Provided material
____________________

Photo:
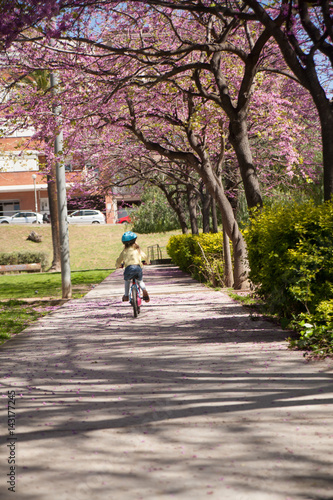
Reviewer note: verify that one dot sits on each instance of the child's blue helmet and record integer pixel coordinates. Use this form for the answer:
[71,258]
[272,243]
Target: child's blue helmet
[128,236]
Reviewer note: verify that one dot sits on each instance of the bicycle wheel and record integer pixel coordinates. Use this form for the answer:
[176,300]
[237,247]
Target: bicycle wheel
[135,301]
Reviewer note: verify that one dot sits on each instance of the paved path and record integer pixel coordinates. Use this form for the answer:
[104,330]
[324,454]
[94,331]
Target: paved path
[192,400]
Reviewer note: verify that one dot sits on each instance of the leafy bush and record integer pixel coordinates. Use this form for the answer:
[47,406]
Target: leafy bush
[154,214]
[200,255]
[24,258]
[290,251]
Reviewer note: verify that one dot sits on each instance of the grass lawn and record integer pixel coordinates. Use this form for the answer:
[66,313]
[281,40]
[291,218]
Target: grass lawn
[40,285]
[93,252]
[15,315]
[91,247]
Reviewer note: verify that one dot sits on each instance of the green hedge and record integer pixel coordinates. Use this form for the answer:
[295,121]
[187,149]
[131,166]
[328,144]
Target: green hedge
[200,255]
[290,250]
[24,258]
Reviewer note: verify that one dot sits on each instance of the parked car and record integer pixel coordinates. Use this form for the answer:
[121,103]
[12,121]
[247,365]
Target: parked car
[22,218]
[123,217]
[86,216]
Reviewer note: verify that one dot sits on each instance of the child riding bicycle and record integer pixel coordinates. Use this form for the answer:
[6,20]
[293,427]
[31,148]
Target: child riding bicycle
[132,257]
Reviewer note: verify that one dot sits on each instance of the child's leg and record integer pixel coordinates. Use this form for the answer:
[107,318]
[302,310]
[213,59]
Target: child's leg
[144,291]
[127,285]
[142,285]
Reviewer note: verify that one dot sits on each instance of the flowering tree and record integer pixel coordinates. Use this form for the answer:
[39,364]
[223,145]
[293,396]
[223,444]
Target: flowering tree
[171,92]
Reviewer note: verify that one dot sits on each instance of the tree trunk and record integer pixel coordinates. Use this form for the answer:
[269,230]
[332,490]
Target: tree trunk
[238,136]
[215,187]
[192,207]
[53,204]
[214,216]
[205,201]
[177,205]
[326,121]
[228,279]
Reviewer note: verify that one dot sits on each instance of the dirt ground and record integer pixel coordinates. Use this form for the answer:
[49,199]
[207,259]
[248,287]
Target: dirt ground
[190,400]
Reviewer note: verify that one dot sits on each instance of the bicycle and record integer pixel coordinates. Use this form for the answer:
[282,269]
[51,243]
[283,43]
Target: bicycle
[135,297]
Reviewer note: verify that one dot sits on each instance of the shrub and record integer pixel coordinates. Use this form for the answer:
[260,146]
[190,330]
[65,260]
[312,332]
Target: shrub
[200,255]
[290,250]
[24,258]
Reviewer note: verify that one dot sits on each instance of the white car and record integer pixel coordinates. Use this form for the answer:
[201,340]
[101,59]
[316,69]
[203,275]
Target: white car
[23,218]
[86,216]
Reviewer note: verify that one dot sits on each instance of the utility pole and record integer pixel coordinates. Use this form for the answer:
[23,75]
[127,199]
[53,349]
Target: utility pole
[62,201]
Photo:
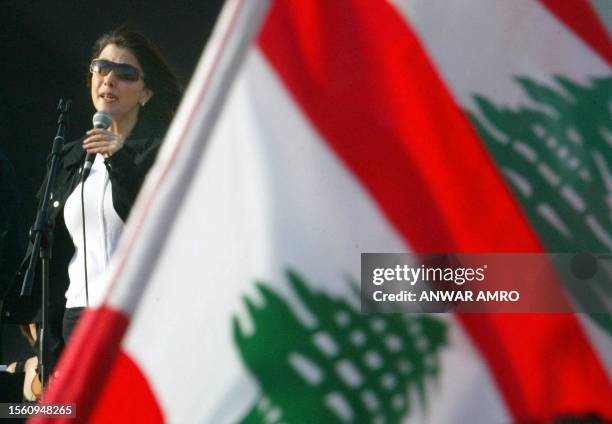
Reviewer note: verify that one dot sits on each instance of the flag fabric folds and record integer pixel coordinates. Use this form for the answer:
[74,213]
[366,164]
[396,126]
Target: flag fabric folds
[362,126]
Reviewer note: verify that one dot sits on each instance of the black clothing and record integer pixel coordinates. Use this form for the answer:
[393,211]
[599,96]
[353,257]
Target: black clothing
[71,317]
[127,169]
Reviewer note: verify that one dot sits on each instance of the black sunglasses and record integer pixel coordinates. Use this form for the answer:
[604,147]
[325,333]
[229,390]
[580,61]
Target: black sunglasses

____________________

Problem statement
Go through the material and copy each line in which the word "sunglasses" occurs.

Result for this exercise
Reviewer note: verify that one dot sits on each instance of the black sunglasses and record integer pixel coordinates. Use this form for the answer:
Target: black sunglasses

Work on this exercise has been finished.